◆ What to produce
Which lines in the items below contain the word "format"? List every one of them in full.

== == ==

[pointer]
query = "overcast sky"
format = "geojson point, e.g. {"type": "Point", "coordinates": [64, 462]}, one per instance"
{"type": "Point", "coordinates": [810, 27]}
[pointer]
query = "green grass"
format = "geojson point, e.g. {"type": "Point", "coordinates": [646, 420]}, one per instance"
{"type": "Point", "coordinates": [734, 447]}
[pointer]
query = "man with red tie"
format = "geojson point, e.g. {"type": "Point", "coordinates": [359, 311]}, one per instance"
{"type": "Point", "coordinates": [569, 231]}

== == ==

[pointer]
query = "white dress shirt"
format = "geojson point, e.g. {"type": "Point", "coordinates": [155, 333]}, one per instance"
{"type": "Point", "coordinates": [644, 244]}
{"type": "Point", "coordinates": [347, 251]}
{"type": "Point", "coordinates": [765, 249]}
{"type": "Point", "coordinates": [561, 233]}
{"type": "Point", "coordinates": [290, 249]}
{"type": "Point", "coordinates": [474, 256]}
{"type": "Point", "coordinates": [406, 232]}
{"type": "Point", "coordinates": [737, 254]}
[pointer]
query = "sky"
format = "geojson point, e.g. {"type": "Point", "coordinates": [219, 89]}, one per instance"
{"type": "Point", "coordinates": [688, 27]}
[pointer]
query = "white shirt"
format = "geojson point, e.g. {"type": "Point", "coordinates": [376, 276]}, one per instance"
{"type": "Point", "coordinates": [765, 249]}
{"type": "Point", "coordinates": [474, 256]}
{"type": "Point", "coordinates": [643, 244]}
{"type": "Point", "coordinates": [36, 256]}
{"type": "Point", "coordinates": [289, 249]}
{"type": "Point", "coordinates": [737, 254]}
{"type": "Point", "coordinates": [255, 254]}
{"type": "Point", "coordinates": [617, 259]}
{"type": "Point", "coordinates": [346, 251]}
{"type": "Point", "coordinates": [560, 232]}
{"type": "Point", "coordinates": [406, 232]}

== == ==

◆ Answer to this task
format = "geojson point, e.g. {"type": "Point", "coordinates": [64, 462]}, one per instance"
format = "geojson point, e.g. {"type": "Point", "coordinates": [646, 420]}, one per instance"
format = "geojson point, e.g. {"type": "Point", "coordinates": [359, 311]}, one per instance"
format = "geojson point, e.g. {"type": "Point", "coordinates": [155, 333]}, one per instance"
format = "geojson point, e.g. {"type": "Point", "coordinates": [219, 89]}, one per instance"
format = "geojson point, e.g. {"type": "Point", "coordinates": [376, 276]}, one per instance"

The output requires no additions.